__TASK DETAILS__
Here are some records. Copy each one exactly.
────────────────
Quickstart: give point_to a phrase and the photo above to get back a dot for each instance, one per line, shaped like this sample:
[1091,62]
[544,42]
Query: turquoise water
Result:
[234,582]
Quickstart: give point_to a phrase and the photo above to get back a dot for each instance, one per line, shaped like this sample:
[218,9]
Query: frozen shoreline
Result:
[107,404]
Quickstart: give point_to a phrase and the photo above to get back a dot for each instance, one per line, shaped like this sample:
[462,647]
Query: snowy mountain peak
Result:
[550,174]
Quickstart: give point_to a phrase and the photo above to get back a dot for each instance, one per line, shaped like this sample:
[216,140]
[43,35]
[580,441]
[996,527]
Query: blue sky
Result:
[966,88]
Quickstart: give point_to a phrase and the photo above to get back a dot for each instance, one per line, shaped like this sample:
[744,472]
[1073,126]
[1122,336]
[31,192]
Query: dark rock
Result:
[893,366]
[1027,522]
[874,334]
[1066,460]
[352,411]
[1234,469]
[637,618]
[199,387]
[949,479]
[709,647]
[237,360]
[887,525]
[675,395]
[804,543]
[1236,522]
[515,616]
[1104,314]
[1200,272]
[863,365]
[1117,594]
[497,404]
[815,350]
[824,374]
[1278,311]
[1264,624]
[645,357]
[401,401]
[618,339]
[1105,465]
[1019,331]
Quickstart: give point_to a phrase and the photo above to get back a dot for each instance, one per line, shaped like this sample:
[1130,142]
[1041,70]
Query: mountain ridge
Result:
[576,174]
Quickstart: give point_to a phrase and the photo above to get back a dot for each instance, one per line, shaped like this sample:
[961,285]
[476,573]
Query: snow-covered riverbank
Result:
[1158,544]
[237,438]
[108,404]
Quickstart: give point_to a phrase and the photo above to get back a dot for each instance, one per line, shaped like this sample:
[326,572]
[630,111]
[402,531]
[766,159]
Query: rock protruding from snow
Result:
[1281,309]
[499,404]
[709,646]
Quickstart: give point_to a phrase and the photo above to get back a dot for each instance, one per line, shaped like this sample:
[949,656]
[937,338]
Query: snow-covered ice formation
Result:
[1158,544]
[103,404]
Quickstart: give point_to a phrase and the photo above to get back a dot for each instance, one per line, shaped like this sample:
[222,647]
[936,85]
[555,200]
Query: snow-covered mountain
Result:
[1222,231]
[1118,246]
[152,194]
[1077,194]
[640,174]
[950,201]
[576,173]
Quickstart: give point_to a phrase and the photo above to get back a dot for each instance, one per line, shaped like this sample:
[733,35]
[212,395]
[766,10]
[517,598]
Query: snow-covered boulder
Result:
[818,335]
────────────────
__WRITTEN RESPONSE__
Quickstart: give point_to a phrase and the photo above to get back a dot for each instance, one per line, shaped like this sample:
[1091,62]
[544,42]
Query: turquoise water
Result:
[234,582]
Quickstart: give point_to a phrase and the photo above to get back a dot for each instance, one per line, shaped like this sample:
[218,9]
Query: frozen shoreline
Result:
[107,404]
Quickstart: give point_to a phrase and the photo above to get back a dot for each instance, one per line, shaped like this sample:
[462,647]
Query: snowy mountain peak
Result:
[550,174]
Quickstart: give point_to a phrase and the photo above to get back a dot for each instance, one per line, shaped like this sample:
[216,140]
[43,35]
[580,441]
[996,527]
Query: blue sky
Result:
[966,88]
Quickstart: give point_to a phrase and the photo above to get back a dot for each instance, one per line, shaped like this sample:
[744,472]
[1073,126]
[1122,336]
[31,192]
Query: dark rock
Result:
[893,366]
[1027,522]
[874,334]
[1066,460]
[352,411]
[1234,469]
[637,618]
[199,387]
[949,479]
[709,647]
[237,360]
[887,525]
[675,395]
[804,543]
[1236,522]
[515,616]
[1104,314]
[1200,272]
[863,365]
[1117,594]
[497,404]
[815,350]
[824,374]
[1278,311]
[1264,624]
[645,357]
[401,401]
[618,339]
[1105,465]
[1019,331]
Quickstart: give point_to a phrase and the photo above to get back a dot for each instance, one per line, shaped like this sample:
[1130,142]
[1041,70]
Query: mountain ridge
Result:
[576,174]
Quickstart: give point_to a phrase and the photo above to get back a dot for each instance, one per line, shaped like this sample:
[961,285]
[476,573]
Query: snow-covered riverbank
Result:
[1158,544]
[237,438]
[108,404]
Quickstart: give point_to a phrase and the photo above to get back a dot for each instance, one per line, shaped like this sample:
[326,572]
[630,111]
[402,531]
[766,159]
Query: rock protruding from snow
Result:
[1281,309]
[499,404]
[709,646]
Quickstart: give point_to a phrase and the photo above to get back a dot for each instance, one per line, shaped like this sample:
[949,656]
[937,338]
Query: snow-covered ice formation
Result:
[1158,544]
[103,404]
Quickstart: give point_to a phrase and the photo above to get back a dot for each instance, one per line, shaped like this sample:
[222,647]
[936,85]
[555,200]
Query: snow-covered mountain
Result:
[1222,231]
[1118,246]
[152,194]
[1077,194]
[640,174]
[950,201]
[576,173]
Quickstart: give point_to a phrase and the photo above to get back a dot for each instance, one per line, shaped like this sample:
[733,35]
[212,395]
[766,10]
[517,598]
Query: snow-covered boulder
Result:
[818,335]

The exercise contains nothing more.